Reproduce verbatim the lines of the entries below, from the line containing "For the benchmark, mark every instance of the license" to the line containing "[[282, 388], [7, 570]]", including both of those lines.

- [Task input]:
□ □ □ □ □
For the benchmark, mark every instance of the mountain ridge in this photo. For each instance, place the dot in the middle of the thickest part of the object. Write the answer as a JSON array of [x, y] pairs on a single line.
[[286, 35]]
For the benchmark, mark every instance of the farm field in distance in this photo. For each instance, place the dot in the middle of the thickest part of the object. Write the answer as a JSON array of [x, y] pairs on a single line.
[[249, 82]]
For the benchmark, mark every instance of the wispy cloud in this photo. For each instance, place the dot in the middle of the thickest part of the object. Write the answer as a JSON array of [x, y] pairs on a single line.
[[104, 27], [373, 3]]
□ □ □ □ □
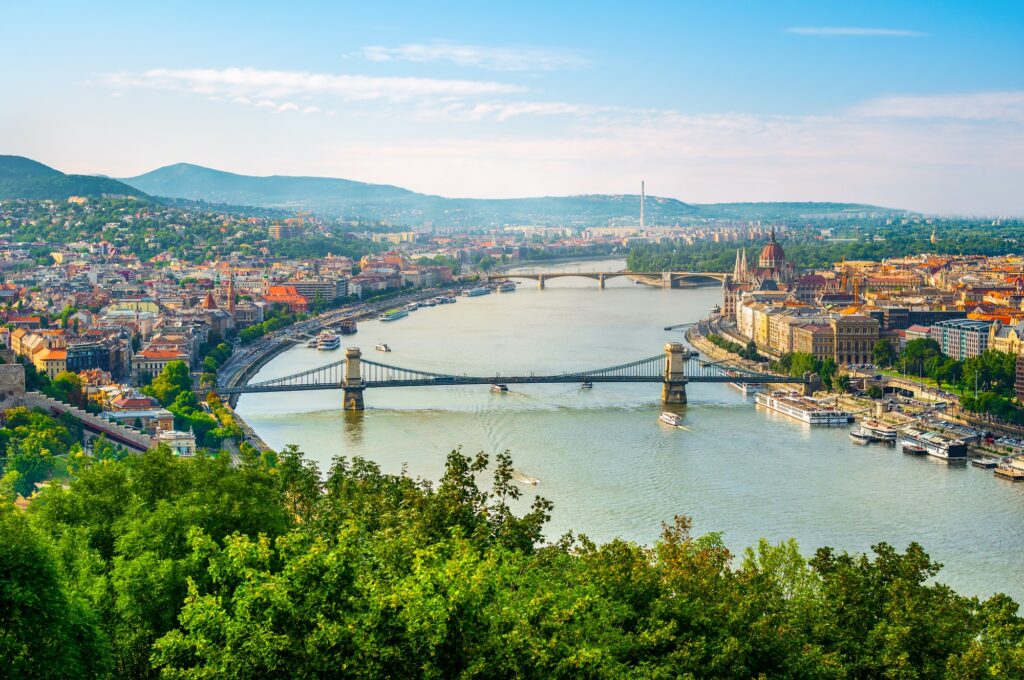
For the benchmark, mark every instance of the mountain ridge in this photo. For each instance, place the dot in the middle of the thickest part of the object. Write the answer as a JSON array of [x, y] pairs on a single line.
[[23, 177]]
□ □ □ □ □
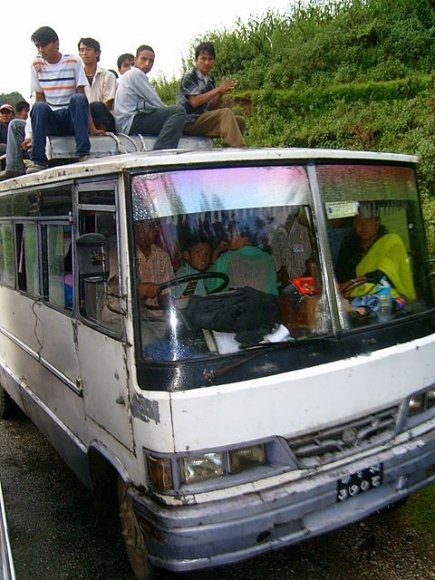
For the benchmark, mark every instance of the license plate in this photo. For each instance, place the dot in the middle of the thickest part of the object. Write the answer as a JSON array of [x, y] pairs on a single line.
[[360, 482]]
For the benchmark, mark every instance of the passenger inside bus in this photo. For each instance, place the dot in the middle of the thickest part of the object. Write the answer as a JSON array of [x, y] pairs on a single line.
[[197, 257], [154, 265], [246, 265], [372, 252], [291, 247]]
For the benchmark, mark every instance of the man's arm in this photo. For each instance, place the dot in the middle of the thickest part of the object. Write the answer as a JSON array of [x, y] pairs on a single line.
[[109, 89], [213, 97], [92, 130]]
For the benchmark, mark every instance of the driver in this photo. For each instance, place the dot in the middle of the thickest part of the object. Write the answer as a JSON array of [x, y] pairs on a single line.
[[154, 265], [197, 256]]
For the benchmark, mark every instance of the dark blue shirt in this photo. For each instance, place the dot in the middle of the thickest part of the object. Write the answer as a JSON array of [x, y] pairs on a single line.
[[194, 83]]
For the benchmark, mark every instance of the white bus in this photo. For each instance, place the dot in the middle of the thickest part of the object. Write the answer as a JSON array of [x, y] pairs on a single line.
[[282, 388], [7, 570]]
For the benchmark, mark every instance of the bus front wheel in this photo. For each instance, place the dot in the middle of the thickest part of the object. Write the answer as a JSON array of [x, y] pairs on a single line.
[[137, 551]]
□ □ □ □ □
- [Exercise output]:
For the benchmark, mark every instance of the license plate in this photo. For each instance, place the dot in the middle of the thickest part of the object. Write the answer as a JSON array of [x, y] pairs on a single line.
[[360, 482]]
For the benchmark, mark every instance of the passenger inside bus in this photo. For each instance, place the dot in the middle of the thickest part of the object. Write the answer as a JSON array of [x, y] pairs on a single line.
[[197, 257], [154, 265], [246, 265], [372, 252], [291, 247]]
For the benchmark, mark every instance of the man's arm in this photo. For each instance, place the dot in the middle of the thickest part of the object. Write the answer as a JSON array of [x, y] pairs on a single line.
[[109, 89], [213, 97], [92, 130]]
For the benchmark, mark every instance of the driver in this photo. For each instance, place the dot in the middle of the thickest part of the object. Write the answer as a JSON array of [x, y] pairs on a single line.
[[154, 265], [197, 256]]
For the benchmark, mark every instance of the dark blue shirt in this photo. For each instance, place the dot in the middle of the thickest part of the object. Write the answer as a JSON array of [x, y] pairs on a single line.
[[194, 83]]
For the benchmark, mark every instance of the white bus in this photo. For each instance, place the dot in the middle of the thickest part of the object. Write the answer as a JSON array of [x, y] pairs on a single line.
[[282, 388], [7, 570]]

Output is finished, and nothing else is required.